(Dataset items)

-----

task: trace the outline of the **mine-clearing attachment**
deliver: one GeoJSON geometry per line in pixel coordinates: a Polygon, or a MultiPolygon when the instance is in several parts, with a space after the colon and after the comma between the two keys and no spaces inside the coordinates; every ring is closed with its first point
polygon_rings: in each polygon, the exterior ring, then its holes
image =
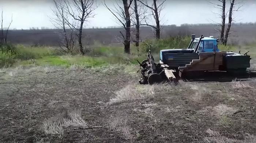
{"type": "Polygon", "coordinates": [[[152,56],[150,47],[148,56],[140,63],[141,84],[150,84],[165,81],[176,82],[184,76],[193,76],[202,71],[225,71],[241,74],[250,67],[248,52],[242,54],[233,52],[219,52],[218,39],[204,37],[192,39],[187,48],[166,49],[160,52],[159,63],[156,64],[152,56]]]}

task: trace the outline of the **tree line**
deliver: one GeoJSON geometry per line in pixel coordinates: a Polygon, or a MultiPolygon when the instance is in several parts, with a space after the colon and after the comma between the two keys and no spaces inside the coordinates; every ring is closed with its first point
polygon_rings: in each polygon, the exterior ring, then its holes
{"type": "MultiPolygon", "coordinates": [[[[60,48],[69,52],[74,50],[75,43],[78,42],[80,52],[84,55],[86,48],[84,49],[82,44],[82,33],[83,27],[95,16],[95,11],[98,7],[96,0],[53,0],[54,8],[52,9],[54,16],[50,17],[55,27],[60,30],[59,35],[60,48]]],[[[232,22],[235,21],[233,15],[234,11],[238,11],[242,5],[238,0],[218,0],[210,2],[212,7],[220,9],[219,13],[214,13],[220,16],[221,23],[216,22],[220,27],[217,31],[219,32],[221,41],[226,45],[228,36],[231,32],[232,22]],[[227,4],[230,4],[229,8],[227,4]],[[228,17],[228,24],[226,26],[226,19],[228,17]],[[226,32],[225,30],[226,30],[226,32]]],[[[162,21],[160,19],[166,0],[116,0],[113,7],[109,7],[104,0],[102,4],[113,16],[124,29],[124,33],[120,31],[120,36],[117,39],[123,43],[125,53],[130,53],[130,44],[135,43],[139,50],[140,28],[141,26],[152,28],[157,40],[160,39],[162,21]],[[135,37],[135,39],[133,37],[135,37]]],[[[0,44],[6,43],[9,28],[12,22],[10,23],[7,30],[3,29],[3,11],[1,13],[1,29],[0,44]]],[[[43,28],[42,28],[43,29],[43,28]]]]}

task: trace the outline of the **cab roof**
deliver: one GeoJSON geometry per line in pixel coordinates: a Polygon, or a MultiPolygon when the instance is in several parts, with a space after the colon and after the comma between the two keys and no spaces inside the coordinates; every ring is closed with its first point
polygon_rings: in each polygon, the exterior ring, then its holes
{"type": "MultiPolygon", "coordinates": [[[[195,39],[196,40],[199,40],[200,38],[195,38],[195,39]]],[[[209,37],[204,37],[202,39],[202,40],[216,40],[216,39],[214,38],[209,38],[209,37]]]]}

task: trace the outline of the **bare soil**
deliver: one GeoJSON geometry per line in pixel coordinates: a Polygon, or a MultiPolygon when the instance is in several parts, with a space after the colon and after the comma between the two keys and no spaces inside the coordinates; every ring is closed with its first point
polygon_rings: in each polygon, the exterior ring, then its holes
{"type": "Polygon", "coordinates": [[[244,142],[256,135],[254,78],[234,88],[238,83],[219,81],[215,75],[210,82],[191,80],[141,99],[109,104],[128,85],[146,86],[139,85],[134,75],[110,71],[0,73],[0,142],[217,142],[206,139],[212,137],[209,129],[218,132],[218,138],[244,142]],[[62,134],[45,133],[44,122],[75,109],[89,126],[107,128],[70,126],[62,134]],[[120,117],[126,119],[129,133],[111,126],[120,117]]]}

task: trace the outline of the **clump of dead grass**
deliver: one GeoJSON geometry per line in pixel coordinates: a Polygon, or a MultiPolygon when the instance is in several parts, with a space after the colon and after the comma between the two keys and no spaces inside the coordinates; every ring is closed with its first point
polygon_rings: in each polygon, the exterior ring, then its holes
{"type": "Polygon", "coordinates": [[[238,140],[223,136],[219,132],[208,129],[206,132],[210,136],[204,138],[204,141],[208,143],[253,143],[256,142],[256,136],[247,135],[244,140],[238,140]]]}
{"type": "Polygon", "coordinates": [[[132,100],[143,98],[142,94],[139,92],[134,86],[128,85],[116,93],[116,96],[110,100],[110,103],[123,101],[132,100]]]}
{"type": "Polygon", "coordinates": [[[46,134],[62,134],[63,128],[72,126],[87,127],[87,123],[81,117],[81,111],[65,110],[63,113],[45,121],[42,129],[46,134]]]}
{"type": "Polygon", "coordinates": [[[238,111],[237,109],[227,107],[226,105],[222,104],[215,106],[213,109],[216,115],[218,117],[231,115],[238,111]]]}
{"type": "Polygon", "coordinates": [[[182,88],[188,89],[191,88],[192,85],[191,84],[185,82],[182,80],[180,80],[178,81],[178,86],[182,88]]]}
{"type": "Polygon", "coordinates": [[[127,125],[127,116],[116,116],[110,123],[110,127],[114,130],[121,132],[126,139],[133,140],[135,136],[131,133],[131,127],[127,125]]]}
{"type": "Polygon", "coordinates": [[[171,90],[167,83],[150,85],[129,85],[116,92],[115,96],[110,99],[109,104],[124,101],[143,99],[153,96],[157,92],[171,90]]]}
{"type": "Polygon", "coordinates": [[[195,93],[192,95],[191,98],[194,101],[198,101],[202,100],[211,98],[211,91],[206,87],[198,85],[192,85],[192,89],[195,91],[195,93]]]}
{"type": "Polygon", "coordinates": [[[178,110],[174,107],[166,107],[163,109],[165,112],[177,112],[178,110]]]}
{"type": "Polygon", "coordinates": [[[148,104],[143,104],[142,105],[144,107],[157,107],[157,103],[148,103],[148,104]]]}
{"type": "Polygon", "coordinates": [[[23,67],[22,66],[17,67],[9,72],[9,75],[11,76],[16,75],[23,70],[23,67]]]}
{"type": "Polygon", "coordinates": [[[236,78],[231,82],[231,86],[233,88],[241,88],[246,87],[251,87],[249,83],[245,81],[241,81],[236,78]]]}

-----

### [OBJECTIVE]
Your copy should repeat each entry above exactly but contain no pictures.

### [IN RESPONSE]
task: trace the outline of the **mine-clearing attachment**
deliver: one GeoJSON geometry per line in pixel coordinates: a Polygon, or a MultiPolygon when the instance is in several parts, with a space after the colon and after the comma between the two keys and no spaces inside the coordinates; every ring is closed with its first point
polygon_rings: in each polygon, the exterior ring, then its holes
image =
{"type": "Polygon", "coordinates": [[[152,56],[150,47],[148,56],[140,63],[141,84],[150,84],[165,81],[176,82],[184,76],[193,76],[202,71],[225,71],[241,74],[250,67],[248,52],[242,54],[233,52],[219,52],[218,39],[204,37],[192,39],[187,48],[166,49],[160,52],[159,63],[156,64],[152,56]]]}

task: trace the outline of the **tree line**
deliver: one GeoJSON geometry per line in pixel coordinates: a Polygon, or a MultiPolygon when the instance is in several parts, with a space after the colon and after the comma between the two keys and no spaces inside the coordinates; every ring is closed with its first point
polygon_rings: in each polygon, the exterior ring, then its holes
{"type": "MultiPolygon", "coordinates": [[[[60,48],[69,52],[74,50],[75,43],[78,42],[80,52],[84,55],[86,48],[84,49],[82,44],[82,33],[83,27],[95,16],[95,11],[98,7],[96,0],[53,0],[54,8],[52,9],[54,16],[50,17],[55,27],[60,30],[59,35],[60,48]]],[[[232,22],[235,21],[233,15],[234,11],[238,11],[242,5],[238,0],[218,0],[210,2],[212,7],[220,9],[219,13],[214,13],[220,16],[221,23],[216,22],[220,27],[217,31],[219,32],[221,41],[226,45],[228,36],[231,32],[232,22]],[[227,4],[230,4],[229,8],[227,4]],[[228,17],[228,24],[226,26],[226,19],[228,17]],[[226,32],[225,30],[226,30],[226,32]]],[[[162,21],[160,19],[166,0],[116,0],[113,7],[109,7],[104,0],[102,4],[113,16],[124,29],[124,33],[120,31],[120,36],[117,39],[123,43],[125,53],[130,53],[130,44],[135,43],[139,50],[140,28],[141,26],[152,28],[157,40],[160,39],[162,21]],[[135,37],[135,39],[133,37],[135,37]]],[[[0,44],[6,43],[9,28],[12,22],[10,23],[7,30],[3,29],[3,11],[1,13],[1,29],[0,44]]],[[[43,28],[42,28],[43,29],[43,28]]]]}

task: trace the outline of the **cab roof**
deliver: one GeoJSON geometry per line in pixel coordinates: a Polygon, or a MultiPolygon when the instance is in several parts, with a space after the colon and after the comma between the two keys and no spaces inside the coordinates; every ring is closed with its first point
polygon_rings: in each polygon, the exterior ring, then its holes
{"type": "MultiPolygon", "coordinates": [[[[195,39],[196,40],[199,40],[200,38],[195,38],[195,39]]],[[[209,37],[204,37],[202,39],[202,40],[216,40],[216,39],[214,38],[209,38],[209,37]]]]}

task: trace the outline of the **bare soil**
deliver: one GeoJSON geometry per line in pixel coordinates: a Polygon, or a MultiPolygon when the instance is in several parts, with a space after the colon and after the comma between the two keys and no spaces inside the coordinates; every ring is closed with its first point
polygon_rings: in each polygon, the exterior ring, then its holes
{"type": "Polygon", "coordinates": [[[244,142],[256,135],[254,78],[234,88],[238,83],[219,81],[215,75],[210,82],[191,80],[141,99],[109,104],[128,85],[146,86],[139,85],[134,75],[110,71],[0,73],[0,142],[217,142],[206,139],[212,137],[209,129],[218,132],[218,138],[244,142]],[[62,134],[45,133],[44,122],[75,109],[89,126],[107,128],[70,126],[62,134]],[[120,117],[126,119],[129,133],[111,126],[120,117]]]}

task: trace the outline of the **clump of dead grass**
deliver: one GeoJSON geometry per line in pixel coordinates: a Polygon, or a MultiPolygon when the instance is in several parts, with a space after the colon and after the comma between the two keys and no spaces inside the coordinates; every ring is closed with its first point
polygon_rings: in each polygon, the exterior ring, then its holes
{"type": "Polygon", "coordinates": [[[238,140],[223,136],[219,132],[208,129],[206,132],[210,136],[204,138],[204,141],[208,143],[253,143],[256,142],[256,136],[247,135],[244,140],[238,140]]]}
{"type": "Polygon", "coordinates": [[[132,100],[143,98],[142,94],[139,92],[134,86],[128,85],[116,93],[116,96],[110,100],[110,103],[123,101],[132,100]]]}
{"type": "Polygon", "coordinates": [[[46,134],[62,134],[63,128],[72,126],[87,127],[87,123],[81,117],[81,111],[65,110],[63,113],[45,121],[42,129],[46,134]]]}
{"type": "Polygon", "coordinates": [[[238,111],[237,109],[227,107],[226,105],[222,104],[215,106],[213,109],[216,115],[218,117],[231,115],[238,111]]]}
{"type": "Polygon", "coordinates": [[[182,88],[188,89],[191,88],[192,85],[191,84],[185,82],[182,80],[180,80],[178,81],[178,86],[182,88]]]}
{"type": "Polygon", "coordinates": [[[127,125],[127,116],[116,116],[110,123],[110,127],[114,130],[121,132],[126,139],[133,140],[135,136],[131,133],[131,127],[127,125]]]}
{"type": "Polygon", "coordinates": [[[171,90],[167,83],[150,85],[129,85],[116,92],[115,96],[110,99],[109,104],[124,101],[143,99],[153,96],[157,92],[171,90]]]}
{"type": "Polygon", "coordinates": [[[195,93],[192,95],[191,98],[194,101],[198,101],[202,100],[211,98],[211,91],[206,87],[198,85],[192,85],[192,89],[195,91],[195,93]]]}
{"type": "Polygon", "coordinates": [[[178,110],[174,107],[166,107],[163,109],[165,112],[177,112],[178,110]]]}
{"type": "Polygon", "coordinates": [[[148,104],[143,104],[142,105],[144,107],[157,107],[157,103],[148,103],[148,104]]]}
{"type": "Polygon", "coordinates": [[[23,67],[22,66],[17,67],[9,72],[9,75],[11,76],[16,75],[23,70],[23,67]]]}
{"type": "Polygon", "coordinates": [[[236,78],[231,82],[231,86],[233,88],[241,88],[246,87],[251,87],[249,83],[245,81],[241,81],[236,78]]]}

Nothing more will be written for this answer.